## [Directions for this task]
How many lines in the listing below contain the word "above"? Reply with the number only.

## [Supplied material]
____________________
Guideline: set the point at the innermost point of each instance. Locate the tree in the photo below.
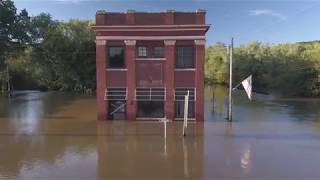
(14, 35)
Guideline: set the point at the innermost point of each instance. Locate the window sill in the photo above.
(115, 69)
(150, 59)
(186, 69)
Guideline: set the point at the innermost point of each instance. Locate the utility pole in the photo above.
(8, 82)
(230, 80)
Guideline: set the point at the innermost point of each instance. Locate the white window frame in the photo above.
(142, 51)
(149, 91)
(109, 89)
____________________
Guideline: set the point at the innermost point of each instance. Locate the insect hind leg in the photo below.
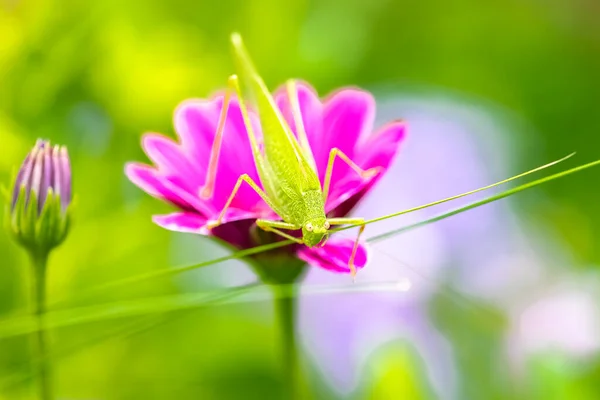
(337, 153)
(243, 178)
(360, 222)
____________________
## [Finished task]
3